Exercise 1: In the screen-time text, how many minutes of daily screen time put a student in the high group?
Exercise 2: Pick up the screen-time text after its last sentence and write on from there.

Text section:
^^^^^^^^^^^^^^^^
Abstract As screens are increasingly integrated into every facet of modern life, there is growing concern over the potential effects of high screen time. Previous studies have largely utilized self-report data on mood and behavioral aspects of screen time, and no molecular theory has yet been developed. In this study, we explored the fecal microbiome and metabolome of a diverse group of 60 college students, classified by high (≥ 75 min/day) or low (0–75 min/day) self-reported screen time using 16S rRNA amplicon sequencing, targeted liquid chromatography-tandem mass spectrometry, and targeted detection of short-chain fatty acids using gas chromatography-mass spectrometry. Several key taxa and metabolites were significantly altered between groups and found to be highly co-occurrent. Results of pathway and enzyme enrichment analyses were synthesized to articulate an integrated hypothesis indicating widespread mitochondrial dysfunction and aberrant amino acid metabolism. High screen time was also predicted to be significantly associated with type I diabetes, obesity, chronic fatigue syndrome, and various manifestations of inflammatory bowel. This is the first-ever study to report the effects of high screen time at the molecular level, and these results provide a data-driven hypothesis for future experimental research. Open access, https://www.nature.com/articles/s41598-022-07381-3
"High screen time was also predicted to be significantly associated with type I diabetes, obesity, chronic fatigue syndrome, and various manifestations of inflammatory bowel. This is the first-ever study to report the effects of high screen time at the molecular level, and these results provide a data-driven hypothesis for future experimental research." Researchers have discovered that people with chronic illnesses have higher screen time! Wow, what a revelation. And they have then decided that the molecular changes in those patients are due to the high screen time.....
^^^^^^^^^^^^^^^^
Recorded data:
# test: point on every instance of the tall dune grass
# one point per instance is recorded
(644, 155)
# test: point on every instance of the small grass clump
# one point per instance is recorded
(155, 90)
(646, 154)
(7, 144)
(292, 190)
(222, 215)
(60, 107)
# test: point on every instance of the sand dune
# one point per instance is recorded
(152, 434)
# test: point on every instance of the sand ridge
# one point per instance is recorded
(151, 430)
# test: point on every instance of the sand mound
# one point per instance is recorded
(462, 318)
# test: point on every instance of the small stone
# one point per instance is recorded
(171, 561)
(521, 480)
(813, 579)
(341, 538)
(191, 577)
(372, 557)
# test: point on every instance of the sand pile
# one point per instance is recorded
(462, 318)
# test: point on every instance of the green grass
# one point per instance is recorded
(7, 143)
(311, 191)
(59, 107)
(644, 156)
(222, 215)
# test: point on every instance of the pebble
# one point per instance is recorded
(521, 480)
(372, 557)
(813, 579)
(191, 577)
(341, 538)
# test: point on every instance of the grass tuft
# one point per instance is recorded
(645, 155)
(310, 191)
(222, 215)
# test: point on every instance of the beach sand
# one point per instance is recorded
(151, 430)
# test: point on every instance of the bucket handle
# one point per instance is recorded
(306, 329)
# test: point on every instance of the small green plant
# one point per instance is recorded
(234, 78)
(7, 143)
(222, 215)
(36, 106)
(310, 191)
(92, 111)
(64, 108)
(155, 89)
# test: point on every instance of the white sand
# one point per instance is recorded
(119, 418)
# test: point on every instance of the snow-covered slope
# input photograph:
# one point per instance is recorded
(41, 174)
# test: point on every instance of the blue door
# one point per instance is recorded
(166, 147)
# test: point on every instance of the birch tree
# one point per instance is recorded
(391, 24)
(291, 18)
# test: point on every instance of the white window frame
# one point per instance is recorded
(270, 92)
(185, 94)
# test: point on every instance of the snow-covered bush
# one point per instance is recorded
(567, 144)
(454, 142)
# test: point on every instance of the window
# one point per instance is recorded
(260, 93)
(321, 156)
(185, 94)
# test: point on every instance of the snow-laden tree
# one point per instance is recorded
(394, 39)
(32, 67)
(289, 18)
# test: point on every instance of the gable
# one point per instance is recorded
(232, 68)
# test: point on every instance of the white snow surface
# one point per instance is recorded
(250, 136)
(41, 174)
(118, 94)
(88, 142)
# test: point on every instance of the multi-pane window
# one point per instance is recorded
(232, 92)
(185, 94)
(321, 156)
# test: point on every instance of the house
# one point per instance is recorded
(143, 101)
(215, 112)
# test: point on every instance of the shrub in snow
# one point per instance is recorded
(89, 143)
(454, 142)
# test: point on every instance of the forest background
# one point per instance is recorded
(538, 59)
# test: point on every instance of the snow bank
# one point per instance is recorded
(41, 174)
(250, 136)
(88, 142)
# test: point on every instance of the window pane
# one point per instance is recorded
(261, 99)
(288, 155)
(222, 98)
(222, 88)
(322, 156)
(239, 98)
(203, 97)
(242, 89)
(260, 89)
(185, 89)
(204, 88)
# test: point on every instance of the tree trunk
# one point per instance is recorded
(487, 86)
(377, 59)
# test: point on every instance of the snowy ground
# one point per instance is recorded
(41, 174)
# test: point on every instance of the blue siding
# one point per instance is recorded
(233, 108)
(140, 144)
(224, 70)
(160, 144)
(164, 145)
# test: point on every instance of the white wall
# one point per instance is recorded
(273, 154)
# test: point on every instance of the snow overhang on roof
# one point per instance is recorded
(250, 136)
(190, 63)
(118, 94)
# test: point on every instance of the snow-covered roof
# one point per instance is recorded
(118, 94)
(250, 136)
^^^^^^^^^^^^^^^^
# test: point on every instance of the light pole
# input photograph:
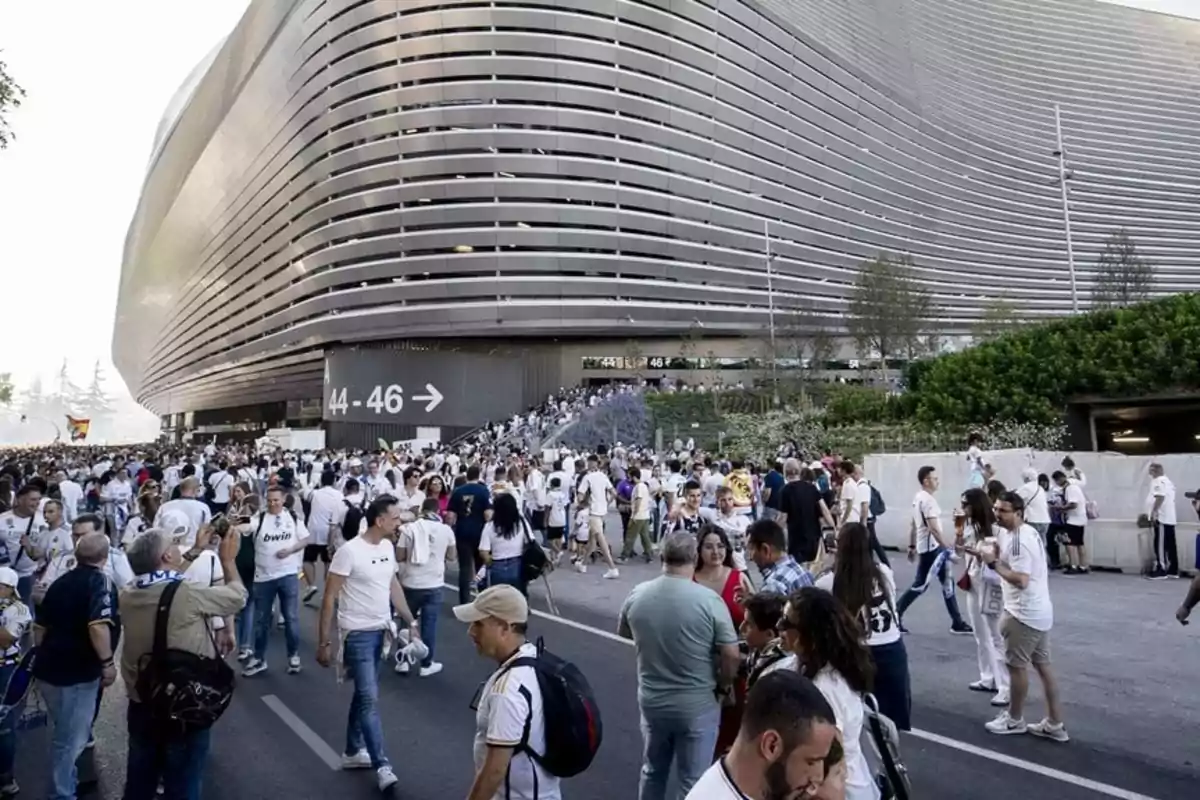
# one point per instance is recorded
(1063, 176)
^^^^^^^^^^^^^^^^
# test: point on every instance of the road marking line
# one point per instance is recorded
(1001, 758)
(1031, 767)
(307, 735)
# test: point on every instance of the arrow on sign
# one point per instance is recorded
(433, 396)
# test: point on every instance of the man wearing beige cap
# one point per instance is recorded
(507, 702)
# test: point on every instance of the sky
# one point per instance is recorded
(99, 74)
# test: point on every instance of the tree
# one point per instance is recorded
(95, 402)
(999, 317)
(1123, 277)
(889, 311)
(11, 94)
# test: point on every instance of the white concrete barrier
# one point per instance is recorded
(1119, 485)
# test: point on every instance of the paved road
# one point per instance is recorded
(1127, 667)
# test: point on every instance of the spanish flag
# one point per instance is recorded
^^^^^^^^^^^^^^^^
Response 1: 75 minutes or more per day.

Response 2:
I have no idea what this is saying about ME/CFS - I suspect nothing. The two references that are used to justify ME/CFS inclusion are Naviaux et al Metabolic features of chronic fatigue syndrome ,how that work is linked to this is not explicit, at least it is not made so in the text; there is also this The Gut Microbiome and the Brain which is quoted on the basis of gut biota. This all looks pretty thin and the researchers seem to have done no more than trawl data bases and throw in any disease that might add significance to their findings.
I had neither a TV nor a home computer nor a mobile phone when I first developed ME, though I did use screens for about 20% of my working day. But obviously getting and using such devices as my health has subsequent deteriorated indicates how harmful they are as they manage to retrospectively trigger my ME before I even had such devices.
I think there should be more rigorous testing to get into universities, and then even more stringent testing for graduate school, although this would empty out psychology departments. Perhaps, and only perhaps, there would be less of this type of 'research.'
It looks like they probably had a PhD student with a project to analyse poo, and needing an easily accessible set of participants and chose students. And they needed some other easily obtained data to provided stats they could analuse, so used a set of questionnaires asking them about dietary intake, physical activity and screen time with the hope that they would find something in the participants lives that chanced to provide the desired significant probability so they could say they had discovered something. It seems crazy to me that they went to all that trouble to do complicated biological poo analysis, yet they relied on unreliable self report for all the factors they were trying to correlate. Self reported diet and activity are notoriously unreliable, and they only found a few positive correlations and don't seem to have corrected for multiple comparisons. Also there were only 14 students in the low screen use group, so hardly a reliable basis for such conclusions.